▸ **Given text**:
Read the text and translate. Be ready to discuss.

A dead zone is a common name for a region of reduced oxygen levels (hypoxia) in water. Because animals and plants need dissolved oxygen to live, entering a dead zone causes them to suffocate and die. However, dead zones aren't truly "dead," because bacteria thrive on the decaying matter.

Dead zones are found in rivers, lakes, oceans, ponds, and even aquaria. They can form naturally, but they can also form as a result of human activity. Dead zones kill fish and crustaceans, which immediately impacts the fishing industry. Surviving fish suffer reproductive problems, with low egg counts and spawn rates. Animals and plants that can't move have no escape. Dead zones are an important environmental issue.

Where Dead Zones Are Located

Any body of water has the potential to become a dead zone. Hypoxic regions occur in both fresh and saltwater worldwide. Dead zones mainly occur in coastal regions near watersheds, particularly in high population areas.

The largest dead zone in the world is located in the lower portion of the Black Sea. This is a natural dead zone, formed when the water of the Black Sea mixes with the Mediterranean Sea flowing through the Bosporus strait.

The Baltic Sea hosts the largest man-made dead zone. The northern Gulf of Mexico is the second-largest, covering over 8700 square miles (around the size of New Jersey). Lake Erie and the Chesapeake Bay have large dead zones. Almost the entire East Coast and Gulf Coast of the United States have dead zones. A 2008 study found over 400 dead zones worldwide.

Types of Dead Zones

Scientists classify dead zones according to how long the hypoxia lasts:

Permanent dead zones occur in very deep water. Oxygen concentrations rarely exceed 2 milligrams per liter.

Temporary dead zones are hypoxic regions that last for hours or days.

Seasonal dead zones occur every year during the warm months.

Diel cycling hypoxia refers to dead zones that occur during warm months, but the water is only hypoxic at night.

Note that the classification system doesn't address whether dead zones form naturally or as a result of human activities. Where natural dead zones form, organisms can adapt to survive them, but human activities may form new zones or else expand natural zones, throwing coastal ecosystems out of balance.

What Causes Dead Zones

The underlying cause of any dead zone is eutrophication. Eutrophication is the enrichment of water with nitrogen, phosphorus, and other nutrients, causing algae to grow out of control or "bloom." Usually, the bloom itself is non-toxic, but an exception is a red tide, which produces natural toxins that can kill wildlife and harm humans.

▸ **Provided records**:
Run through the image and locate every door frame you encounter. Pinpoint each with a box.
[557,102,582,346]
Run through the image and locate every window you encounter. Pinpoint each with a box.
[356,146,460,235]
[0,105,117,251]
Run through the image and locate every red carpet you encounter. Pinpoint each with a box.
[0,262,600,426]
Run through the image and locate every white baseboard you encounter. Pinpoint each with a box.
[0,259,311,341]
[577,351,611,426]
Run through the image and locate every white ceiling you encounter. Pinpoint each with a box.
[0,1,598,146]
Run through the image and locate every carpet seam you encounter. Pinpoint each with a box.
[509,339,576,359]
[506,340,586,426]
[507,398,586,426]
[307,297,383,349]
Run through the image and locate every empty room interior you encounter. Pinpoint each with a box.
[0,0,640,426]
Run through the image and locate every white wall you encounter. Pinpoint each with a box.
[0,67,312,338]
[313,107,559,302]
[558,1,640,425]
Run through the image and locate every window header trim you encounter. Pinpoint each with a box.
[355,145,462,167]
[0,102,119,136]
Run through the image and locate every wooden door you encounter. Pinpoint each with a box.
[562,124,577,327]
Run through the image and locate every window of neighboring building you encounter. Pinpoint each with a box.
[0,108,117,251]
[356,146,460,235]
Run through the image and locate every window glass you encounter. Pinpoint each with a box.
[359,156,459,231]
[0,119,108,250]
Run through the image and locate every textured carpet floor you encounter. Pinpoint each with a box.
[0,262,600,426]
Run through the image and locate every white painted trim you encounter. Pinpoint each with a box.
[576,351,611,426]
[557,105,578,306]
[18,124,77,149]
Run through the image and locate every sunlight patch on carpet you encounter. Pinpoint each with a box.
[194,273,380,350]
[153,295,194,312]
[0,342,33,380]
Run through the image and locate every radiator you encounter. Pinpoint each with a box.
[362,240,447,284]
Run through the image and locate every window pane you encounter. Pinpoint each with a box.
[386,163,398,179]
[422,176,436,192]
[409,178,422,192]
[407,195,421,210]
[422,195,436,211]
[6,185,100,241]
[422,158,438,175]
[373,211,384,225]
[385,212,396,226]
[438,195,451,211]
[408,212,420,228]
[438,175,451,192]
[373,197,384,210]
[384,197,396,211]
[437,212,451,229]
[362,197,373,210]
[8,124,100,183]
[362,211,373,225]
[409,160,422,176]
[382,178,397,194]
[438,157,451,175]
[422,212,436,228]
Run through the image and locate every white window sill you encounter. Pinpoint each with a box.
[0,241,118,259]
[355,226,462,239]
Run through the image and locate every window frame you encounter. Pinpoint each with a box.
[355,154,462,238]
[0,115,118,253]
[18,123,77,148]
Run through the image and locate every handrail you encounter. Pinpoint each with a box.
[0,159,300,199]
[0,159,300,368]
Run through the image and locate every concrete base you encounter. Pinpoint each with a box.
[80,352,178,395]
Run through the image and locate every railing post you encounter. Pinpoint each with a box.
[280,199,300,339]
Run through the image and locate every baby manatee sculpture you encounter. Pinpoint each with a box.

▸ **Required action**:
Please pick up the dead zones text above after its last sentence and carry it on in the same style.

▸ **Your response**:
 

Sometimes, eutrophication occurs naturally. Heavy rains can wash nutrients from the soil into the water, storms or heavy winds can dredge up nutrients from the bottom, turbulent water can stir up sediment, or seasonal temperature changes can invert water layers.

Water pollution is the primary human source of the nutrients that cause eutrophication and dead zones. Fertilizer, manure, industrial waste, and inadequately treated wastewater overload aquatic ecosystems. In addition, air pollution contributes to eutrophication. Nitrogen compounds from automobiles and factories are returned to water bodies through precipitation.

How Algae Reduces Oxygen

You may be wondering how algae, a photosynthetic organism that releases oxygen, somehow reduces oxygen to cause a dead zone. There are a few ways this happens:

Algae and plants only produce oxygen when there is light. They consume oxygen when it's dark. When the weather is clear and sunny, the oxygen production outperforms nighttime consumption. A string of cloudy days can reduce the ultraviolet levels enough to even the score or even tip the scales so more oxygen is used than produced.

During an algal bloom, algae grow until it consumes the available nutrients. Then it dies back, releases the nutrients as it decays, and blooms again. When algae die, microorganisms decompose it. The bacteria consume oxygen, quickly making water hypoxic. This occurs so rapidly sometimes even fish can't swim outside of a zone fast enough to escape death.

Algae causes stratification. Sunlight reaches the algal layer, but it can't penetrate the growth, so photosynthetic organisms below the algae die.